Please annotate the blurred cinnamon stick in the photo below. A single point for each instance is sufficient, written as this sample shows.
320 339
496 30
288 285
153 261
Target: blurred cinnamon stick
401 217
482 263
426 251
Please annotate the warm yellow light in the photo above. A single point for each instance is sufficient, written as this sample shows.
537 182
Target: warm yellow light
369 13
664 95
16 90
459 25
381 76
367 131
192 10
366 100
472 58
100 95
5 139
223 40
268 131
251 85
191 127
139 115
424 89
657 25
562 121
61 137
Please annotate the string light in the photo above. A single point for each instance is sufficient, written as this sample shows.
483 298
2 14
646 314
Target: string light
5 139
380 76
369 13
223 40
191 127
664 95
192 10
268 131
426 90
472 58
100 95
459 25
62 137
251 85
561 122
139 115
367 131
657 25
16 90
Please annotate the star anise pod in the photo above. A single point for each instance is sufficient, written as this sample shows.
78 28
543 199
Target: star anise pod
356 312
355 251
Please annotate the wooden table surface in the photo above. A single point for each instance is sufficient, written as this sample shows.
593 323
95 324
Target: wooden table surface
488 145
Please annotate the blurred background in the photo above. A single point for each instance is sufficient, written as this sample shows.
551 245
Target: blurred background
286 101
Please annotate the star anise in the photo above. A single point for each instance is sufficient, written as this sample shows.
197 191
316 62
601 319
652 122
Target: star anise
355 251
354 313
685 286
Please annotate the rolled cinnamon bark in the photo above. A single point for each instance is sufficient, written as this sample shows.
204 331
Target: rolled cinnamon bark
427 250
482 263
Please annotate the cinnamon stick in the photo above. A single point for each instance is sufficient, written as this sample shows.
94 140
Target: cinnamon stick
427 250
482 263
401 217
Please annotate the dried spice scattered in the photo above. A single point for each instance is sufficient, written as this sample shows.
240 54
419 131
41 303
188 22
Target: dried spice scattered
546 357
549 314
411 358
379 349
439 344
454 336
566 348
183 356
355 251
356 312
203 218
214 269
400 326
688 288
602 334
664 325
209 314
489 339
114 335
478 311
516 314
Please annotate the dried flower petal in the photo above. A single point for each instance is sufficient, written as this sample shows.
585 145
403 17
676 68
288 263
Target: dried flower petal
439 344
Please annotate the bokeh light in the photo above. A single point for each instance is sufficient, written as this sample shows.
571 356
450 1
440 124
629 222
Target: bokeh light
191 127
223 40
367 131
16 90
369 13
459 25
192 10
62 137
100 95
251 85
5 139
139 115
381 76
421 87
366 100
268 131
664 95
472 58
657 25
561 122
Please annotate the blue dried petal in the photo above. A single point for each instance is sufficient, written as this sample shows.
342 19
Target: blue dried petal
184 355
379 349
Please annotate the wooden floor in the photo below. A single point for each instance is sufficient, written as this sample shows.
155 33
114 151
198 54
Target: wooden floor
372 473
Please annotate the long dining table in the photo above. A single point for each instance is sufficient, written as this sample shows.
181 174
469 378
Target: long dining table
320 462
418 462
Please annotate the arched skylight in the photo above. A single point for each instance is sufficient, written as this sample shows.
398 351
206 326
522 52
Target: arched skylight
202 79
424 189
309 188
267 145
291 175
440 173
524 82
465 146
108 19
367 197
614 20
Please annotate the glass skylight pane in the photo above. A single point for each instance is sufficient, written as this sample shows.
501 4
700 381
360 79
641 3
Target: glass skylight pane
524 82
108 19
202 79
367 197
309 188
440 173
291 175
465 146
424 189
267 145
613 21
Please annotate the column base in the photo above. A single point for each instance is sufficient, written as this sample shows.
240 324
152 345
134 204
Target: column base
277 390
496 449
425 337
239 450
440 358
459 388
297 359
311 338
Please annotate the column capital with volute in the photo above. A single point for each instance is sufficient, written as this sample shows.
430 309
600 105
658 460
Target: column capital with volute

··········

◆ **GOAL**
Rewrite all the lines above, changing every "sufficient" to "enough" and keeping everything else the same.

◆ **COMPLETE RESPONSE**
Please annotate the blurred cinnamon stick in the photo below. A single point for each instance is enough, written as this sample shows.
320 339
496 30
288 285
153 261
Target: blurred cinnamon stick
401 217
482 263
426 251
Please annotate the warm yellow light in the photo above. A single point for each instance is enough, written as this sample shows.
537 182
Target: warm yellow light
369 13
664 95
16 90
459 25
381 76
367 131
192 10
366 100
472 58
100 95
5 139
223 40
268 131
251 85
191 127
139 115
424 89
657 25
562 121
61 137
Please annotate the string light in the photo above. A single point for each instance is enough, written as this sample shows.
483 298
2 14
646 314
Target: string light
5 139
380 76
369 13
223 40
191 127
664 95
192 10
268 131
426 90
472 58
100 95
459 25
62 137
251 85
561 122
139 115
367 131
657 25
16 90
Please annotate the star anise pod in the photo above. A single point for each instance is enough, written as this sample shows.
78 28
543 199
Target: star anise pod
356 312
355 251
Please annotate the wooden table surface in the photo above. A single point for each instance is enough, written as this sample shows.
593 323
95 324
Target: wooden table surface
488 145
Please annotate the blurred background in the photo above. A single point for each instance is enough, written as this sample shows.
551 245
Target: blurred background
286 101
Please annotate the star anise in the photo above. A single point for each instance is enough, written as this sample shows.
197 191
316 62
601 319
652 122
Target: star anise
355 251
354 313
685 286
Please annotate the rolled cinnamon bark in the photo above. A single point for each instance is enough, written as this sample shows.
204 331
Target: rolled cinnamon bark
427 250
482 263
Please annotate the cinnamon stick in the photo above. A single point for each instance is enough, written as this sample shows.
94 140
Target: cinnamon stick
427 250
482 263
401 217
Please annotate the dried spice scattered in the photo above. A single point for each instance is enough, written as this sample shows.
240 54
419 131
41 303
188 22
Target: dried spice scattered
546 357
549 314
411 358
379 349
439 344
454 336
566 348
183 356
355 251
356 312
203 218
214 269
400 326
688 288
602 334
664 325
209 314
489 339
114 335
478 311
516 314
Please annotate the dried flower petal in the photo above. A single point for each instance is enough, written as this sample shows.
585 145
403 17
676 68
288 263
Target: dried flower petal
439 344
Please annotate the bokeh light in the photo above. A single point for each instance is enough, written as this sample shows.
571 356
450 1
440 124
629 222
Target: bokeh light
191 127
223 40
367 131
16 90
369 13
459 25
192 10
62 137
100 95
251 85
5 139
139 115
381 76
421 87
366 100
268 131
664 95
472 58
657 25
561 122
Please annotate the blue dried petal in the photo above. A single point for each instance is enough, written as this sample shows.
342 19
Target: blue dried petal
184 355
379 349
Please annotate the wooden floor in the photo below. A single point for each instance is enough, written as this sample shows.
155 33
114 151
198 54
Target: wooden floor
372 473
Please annotate the long dining table in the photo above. A single point for each instance is enough, written as this sample shows.
181 174
469 378
Target: long dining table
320 462
418 462
Please annotate the arched skylight in the photo above. A single point for each instance is enough, written as this sample shows.
398 351
206 326
522 52
Target: arched skylight
202 79
424 189
309 188
267 145
291 175
440 173
524 82
465 146
108 19
367 197
614 20
Please annotate the glass skylight pane in the photo above. A single point for each instance is enough, written as this sample shows.
501 4
700 381
360 79
641 3
Target: glass skylight pane
524 82
108 19
202 79
367 197
309 188
440 173
291 175
465 146
424 189
267 145
613 21
Please annotate the column base in the photo above. A single point for each instance is enough, written as this sample shows.
240 324
152 345
134 204
Target: column base
277 390
496 449
425 337
239 450
440 358
459 388
297 359
311 338
Please annotate the column capital with volute in the photo above. A single point for each instance is enough, written as this sample shows.
430 309
600 105
658 460
Target: column capital with volute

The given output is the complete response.